**Instrucciones de la tarea:**
Extrae, por favor, todas las líneas del listado que sigue en las que aparezca la palabra "rear".

**Extractos de un conjunto de datos de anotación de ubicaciones:**
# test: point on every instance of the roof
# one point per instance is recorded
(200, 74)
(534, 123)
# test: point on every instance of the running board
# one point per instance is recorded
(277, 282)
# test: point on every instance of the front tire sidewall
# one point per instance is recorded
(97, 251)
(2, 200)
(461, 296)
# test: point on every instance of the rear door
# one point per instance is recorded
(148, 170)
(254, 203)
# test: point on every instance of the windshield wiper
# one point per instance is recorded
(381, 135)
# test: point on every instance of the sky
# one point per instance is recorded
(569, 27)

---

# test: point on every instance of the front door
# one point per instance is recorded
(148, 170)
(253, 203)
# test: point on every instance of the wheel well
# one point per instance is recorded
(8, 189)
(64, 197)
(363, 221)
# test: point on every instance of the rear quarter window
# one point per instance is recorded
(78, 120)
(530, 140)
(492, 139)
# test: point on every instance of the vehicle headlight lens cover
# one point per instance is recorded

**Solución:**
# test: point on every instance of the rear door
# test: point on every instance of the rear quarter window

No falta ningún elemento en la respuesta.